= Work order =
Print exactly, and only, the lines from the one containing "Target: dslr camera" through the last line of the records below, both included; leave out the pictures.

(Collected data)
___

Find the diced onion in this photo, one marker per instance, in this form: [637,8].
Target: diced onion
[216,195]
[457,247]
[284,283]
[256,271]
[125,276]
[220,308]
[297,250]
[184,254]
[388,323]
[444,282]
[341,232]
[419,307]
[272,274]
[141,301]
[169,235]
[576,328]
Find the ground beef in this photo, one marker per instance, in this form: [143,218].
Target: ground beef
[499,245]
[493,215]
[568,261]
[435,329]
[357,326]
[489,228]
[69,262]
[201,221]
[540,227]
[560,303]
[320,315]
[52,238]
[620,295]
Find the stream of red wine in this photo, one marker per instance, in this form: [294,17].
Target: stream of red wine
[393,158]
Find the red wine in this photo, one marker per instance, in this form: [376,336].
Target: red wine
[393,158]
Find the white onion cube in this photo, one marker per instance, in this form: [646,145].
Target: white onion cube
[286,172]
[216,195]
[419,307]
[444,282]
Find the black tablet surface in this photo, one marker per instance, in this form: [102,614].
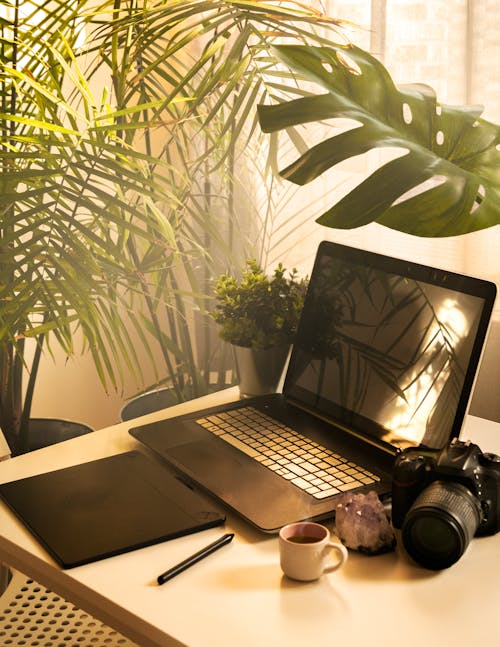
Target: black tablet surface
[108,506]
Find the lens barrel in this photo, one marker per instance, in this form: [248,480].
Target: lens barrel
[440,524]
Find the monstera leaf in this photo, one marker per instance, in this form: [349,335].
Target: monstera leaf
[446,181]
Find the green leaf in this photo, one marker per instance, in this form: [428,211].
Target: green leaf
[451,149]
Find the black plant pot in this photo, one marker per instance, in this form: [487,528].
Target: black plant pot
[48,431]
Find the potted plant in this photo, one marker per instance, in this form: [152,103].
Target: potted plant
[259,315]
[106,186]
[445,182]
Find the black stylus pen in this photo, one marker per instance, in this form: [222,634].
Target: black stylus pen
[204,552]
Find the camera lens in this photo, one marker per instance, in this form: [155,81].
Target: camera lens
[440,524]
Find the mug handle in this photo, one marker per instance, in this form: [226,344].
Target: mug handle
[342,553]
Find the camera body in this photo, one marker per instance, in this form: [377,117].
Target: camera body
[460,463]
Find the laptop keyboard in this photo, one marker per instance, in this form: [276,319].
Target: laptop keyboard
[305,463]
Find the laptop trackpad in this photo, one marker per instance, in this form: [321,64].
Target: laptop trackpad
[254,489]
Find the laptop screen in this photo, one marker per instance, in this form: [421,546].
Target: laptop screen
[388,348]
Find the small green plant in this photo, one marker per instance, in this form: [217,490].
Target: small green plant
[257,311]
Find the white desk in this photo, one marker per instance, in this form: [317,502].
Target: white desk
[238,596]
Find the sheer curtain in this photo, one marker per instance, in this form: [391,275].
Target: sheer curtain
[453,46]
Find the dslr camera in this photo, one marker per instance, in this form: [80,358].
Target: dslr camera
[443,498]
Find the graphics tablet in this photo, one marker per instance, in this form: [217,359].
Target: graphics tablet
[108,506]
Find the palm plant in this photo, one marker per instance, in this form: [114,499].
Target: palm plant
[445,182]
[109,195]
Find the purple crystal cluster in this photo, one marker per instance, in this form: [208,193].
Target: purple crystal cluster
[362,524]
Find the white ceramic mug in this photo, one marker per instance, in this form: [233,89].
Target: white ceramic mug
[304,551]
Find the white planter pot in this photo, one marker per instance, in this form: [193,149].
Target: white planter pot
[260,371]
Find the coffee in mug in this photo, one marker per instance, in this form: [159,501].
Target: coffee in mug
[305,548]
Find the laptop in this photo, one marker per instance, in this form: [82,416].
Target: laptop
[384,358]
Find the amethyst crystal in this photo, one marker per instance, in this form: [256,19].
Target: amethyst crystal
[362,524]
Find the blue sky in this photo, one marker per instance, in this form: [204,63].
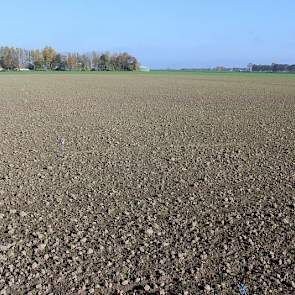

___

= Response for this exercise =
Target: dslr camera
[443,498]
Find the graphics tablet in this photo, one marker per instance, in this form: [217,359].
Target: graphics tablet
[108,506]
Find the palm plant in this photo, one marker per instance, in this form: [114,499].
Target: palm plant
[445,182]
[109,195]
Find the purple crystal cluster in this photo, one marker per instance, in this form: [208,193].
Target: purple crystal cluster
[362,524]
Find the white ceramic mug in this photo, one marker per instance, in this form: [233,89].
Target: white ceramic mug
[304,551]
Find the white planter pot in this photo, one marker per instance, in this form: [193,149].
Target: white planter pot
[260,371]
Find the coffee in mug in this photo, one marker per instance, in this form: [159,501].
Target: coffee in mug
[305,548]
Find the laptop in this photo, one marker per instance, in this form: [82,416].
Target: laptop
[384,358]
Find the amethyst crystal in this photo, one marker per instance, in this form: [256,19].
Target: amethyst crystal
[362,524]
Find the blue sky in this photo, one marker per instance, in this form: [204,63].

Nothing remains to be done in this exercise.